[Task brief]:
Report each line of the records below that contains the string "ceiling", copying every such line in full.

[Records shown]:
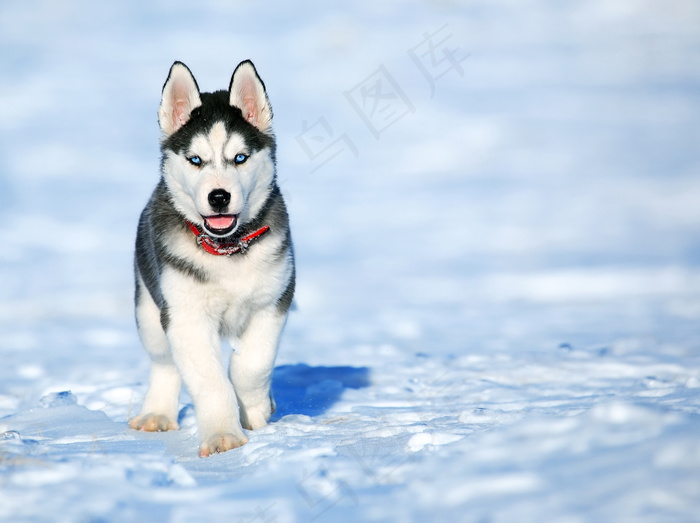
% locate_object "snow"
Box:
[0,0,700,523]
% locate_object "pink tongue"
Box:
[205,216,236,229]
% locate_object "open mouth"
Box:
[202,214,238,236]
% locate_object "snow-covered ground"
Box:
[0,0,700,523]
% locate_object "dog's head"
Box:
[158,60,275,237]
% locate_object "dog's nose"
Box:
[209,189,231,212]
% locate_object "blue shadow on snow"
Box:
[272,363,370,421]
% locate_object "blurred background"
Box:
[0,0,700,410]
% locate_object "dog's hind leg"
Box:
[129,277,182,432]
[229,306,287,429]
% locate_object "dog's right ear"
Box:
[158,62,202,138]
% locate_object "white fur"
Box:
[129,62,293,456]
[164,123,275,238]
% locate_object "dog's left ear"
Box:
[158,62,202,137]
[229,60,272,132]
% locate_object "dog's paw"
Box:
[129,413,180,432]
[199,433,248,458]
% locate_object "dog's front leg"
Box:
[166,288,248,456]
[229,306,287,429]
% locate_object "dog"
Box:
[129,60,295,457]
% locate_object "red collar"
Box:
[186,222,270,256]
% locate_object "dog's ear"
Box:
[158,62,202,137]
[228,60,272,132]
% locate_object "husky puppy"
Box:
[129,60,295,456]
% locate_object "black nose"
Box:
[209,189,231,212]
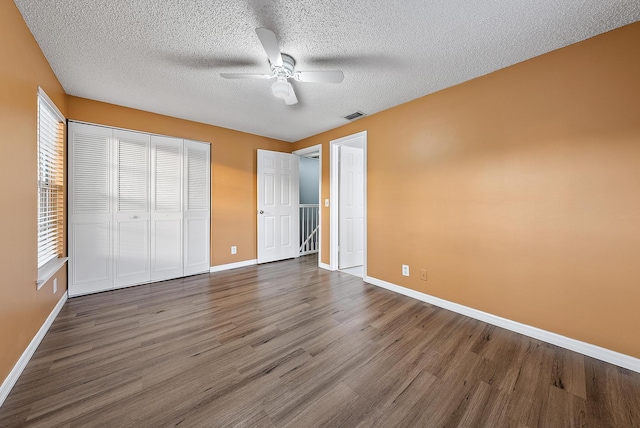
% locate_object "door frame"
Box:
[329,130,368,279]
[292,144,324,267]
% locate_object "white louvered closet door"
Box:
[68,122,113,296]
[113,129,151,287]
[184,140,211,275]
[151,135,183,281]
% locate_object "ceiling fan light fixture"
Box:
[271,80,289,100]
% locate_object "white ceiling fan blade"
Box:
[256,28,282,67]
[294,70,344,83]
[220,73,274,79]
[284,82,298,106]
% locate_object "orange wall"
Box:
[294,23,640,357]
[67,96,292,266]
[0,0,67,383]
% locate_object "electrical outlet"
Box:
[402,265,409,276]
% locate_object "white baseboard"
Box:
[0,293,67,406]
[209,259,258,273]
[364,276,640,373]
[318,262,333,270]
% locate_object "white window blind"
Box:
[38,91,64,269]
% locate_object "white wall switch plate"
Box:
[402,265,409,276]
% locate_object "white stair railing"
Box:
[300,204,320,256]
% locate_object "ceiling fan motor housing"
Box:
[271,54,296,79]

--

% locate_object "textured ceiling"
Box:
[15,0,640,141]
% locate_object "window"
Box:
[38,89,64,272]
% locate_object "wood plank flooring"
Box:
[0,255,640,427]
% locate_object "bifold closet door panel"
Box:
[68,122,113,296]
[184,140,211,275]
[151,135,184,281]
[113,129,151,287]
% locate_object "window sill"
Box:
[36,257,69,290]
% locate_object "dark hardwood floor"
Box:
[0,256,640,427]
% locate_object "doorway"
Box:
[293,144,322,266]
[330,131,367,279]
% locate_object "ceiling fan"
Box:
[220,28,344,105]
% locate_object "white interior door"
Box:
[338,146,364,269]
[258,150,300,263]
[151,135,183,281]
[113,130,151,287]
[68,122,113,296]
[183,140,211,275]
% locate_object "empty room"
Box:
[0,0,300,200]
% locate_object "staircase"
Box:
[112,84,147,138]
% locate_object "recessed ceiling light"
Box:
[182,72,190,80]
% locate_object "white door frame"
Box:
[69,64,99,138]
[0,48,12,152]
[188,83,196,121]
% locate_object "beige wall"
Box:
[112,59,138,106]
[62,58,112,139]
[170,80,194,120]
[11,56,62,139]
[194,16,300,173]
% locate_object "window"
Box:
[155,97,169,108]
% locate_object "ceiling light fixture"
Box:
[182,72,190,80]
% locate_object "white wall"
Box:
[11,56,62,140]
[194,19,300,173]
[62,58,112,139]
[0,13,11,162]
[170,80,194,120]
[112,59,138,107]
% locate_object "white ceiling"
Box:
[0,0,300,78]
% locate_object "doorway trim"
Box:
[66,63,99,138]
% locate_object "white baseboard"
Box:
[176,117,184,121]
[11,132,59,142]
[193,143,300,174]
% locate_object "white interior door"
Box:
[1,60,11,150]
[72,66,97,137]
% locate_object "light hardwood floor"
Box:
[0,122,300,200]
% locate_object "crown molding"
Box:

[Finished answer]:
% locate_object "ceiling fan light fixture"
% locate_object "white ceiling fan blade"
% locate_object "ceiling fan motor housing"
% locate_object "textured ceiling"
% locate_object "ceiling fan"
% locate_object "recessed ceiling light"
% locate_object "ceiling light fixture"
% locate_object "white ceiling"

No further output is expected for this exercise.